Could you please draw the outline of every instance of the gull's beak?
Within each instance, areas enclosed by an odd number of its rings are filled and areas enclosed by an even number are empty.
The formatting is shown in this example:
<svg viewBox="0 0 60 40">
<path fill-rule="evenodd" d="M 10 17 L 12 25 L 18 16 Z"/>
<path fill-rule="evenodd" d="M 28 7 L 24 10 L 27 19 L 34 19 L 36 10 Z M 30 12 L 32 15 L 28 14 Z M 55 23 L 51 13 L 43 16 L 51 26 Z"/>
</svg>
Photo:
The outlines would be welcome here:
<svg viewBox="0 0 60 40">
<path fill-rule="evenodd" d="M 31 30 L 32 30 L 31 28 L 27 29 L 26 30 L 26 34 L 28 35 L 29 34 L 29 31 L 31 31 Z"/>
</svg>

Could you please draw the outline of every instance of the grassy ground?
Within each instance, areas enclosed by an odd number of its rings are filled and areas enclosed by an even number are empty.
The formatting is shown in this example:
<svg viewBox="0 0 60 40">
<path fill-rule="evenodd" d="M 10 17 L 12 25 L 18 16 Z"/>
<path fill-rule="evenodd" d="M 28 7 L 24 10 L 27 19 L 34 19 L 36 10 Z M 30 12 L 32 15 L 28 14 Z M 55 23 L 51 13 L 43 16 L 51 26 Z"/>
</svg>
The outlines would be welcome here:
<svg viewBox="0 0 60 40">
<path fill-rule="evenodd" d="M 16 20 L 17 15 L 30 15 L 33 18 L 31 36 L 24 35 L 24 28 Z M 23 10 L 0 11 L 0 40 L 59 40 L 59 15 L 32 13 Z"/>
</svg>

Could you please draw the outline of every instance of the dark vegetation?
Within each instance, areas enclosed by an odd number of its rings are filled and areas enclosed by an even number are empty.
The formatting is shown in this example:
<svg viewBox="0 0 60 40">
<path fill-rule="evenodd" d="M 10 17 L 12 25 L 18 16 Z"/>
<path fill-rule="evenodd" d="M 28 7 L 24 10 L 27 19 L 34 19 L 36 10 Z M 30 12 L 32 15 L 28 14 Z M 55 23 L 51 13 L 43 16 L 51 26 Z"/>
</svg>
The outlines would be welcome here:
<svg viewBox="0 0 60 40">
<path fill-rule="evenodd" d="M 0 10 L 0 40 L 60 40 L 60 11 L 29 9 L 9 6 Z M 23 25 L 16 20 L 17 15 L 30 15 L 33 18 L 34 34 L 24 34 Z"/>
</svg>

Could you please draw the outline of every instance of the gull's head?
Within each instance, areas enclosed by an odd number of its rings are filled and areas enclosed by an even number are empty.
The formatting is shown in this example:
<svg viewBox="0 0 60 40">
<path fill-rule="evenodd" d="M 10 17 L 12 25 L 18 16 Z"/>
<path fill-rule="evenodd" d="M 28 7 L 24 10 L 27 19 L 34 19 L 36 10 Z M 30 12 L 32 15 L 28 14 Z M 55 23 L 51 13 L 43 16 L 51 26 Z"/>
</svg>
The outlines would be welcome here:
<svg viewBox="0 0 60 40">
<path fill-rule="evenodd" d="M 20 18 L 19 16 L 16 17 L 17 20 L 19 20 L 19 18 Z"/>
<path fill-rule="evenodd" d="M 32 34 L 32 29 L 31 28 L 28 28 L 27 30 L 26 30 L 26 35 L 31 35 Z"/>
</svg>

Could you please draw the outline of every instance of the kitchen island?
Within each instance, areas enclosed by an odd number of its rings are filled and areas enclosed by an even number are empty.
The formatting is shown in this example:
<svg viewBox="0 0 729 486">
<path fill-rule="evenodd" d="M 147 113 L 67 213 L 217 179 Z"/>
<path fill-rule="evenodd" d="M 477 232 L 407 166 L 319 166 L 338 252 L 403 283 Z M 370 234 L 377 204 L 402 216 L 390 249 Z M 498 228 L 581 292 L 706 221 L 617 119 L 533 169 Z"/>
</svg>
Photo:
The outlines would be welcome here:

········

# Uit te voeren
Zoek in de regels hierboven elke regel die de tekenreeks "gull" bevat en schrijf al die regels over. Het verschil tussen hoofdletters en kleine letters telt mee.

# Voltooide opdracht
Could you please draw the outline of every instance of the gull's beak?
Could you please draw the outline of every instance of the gull's head?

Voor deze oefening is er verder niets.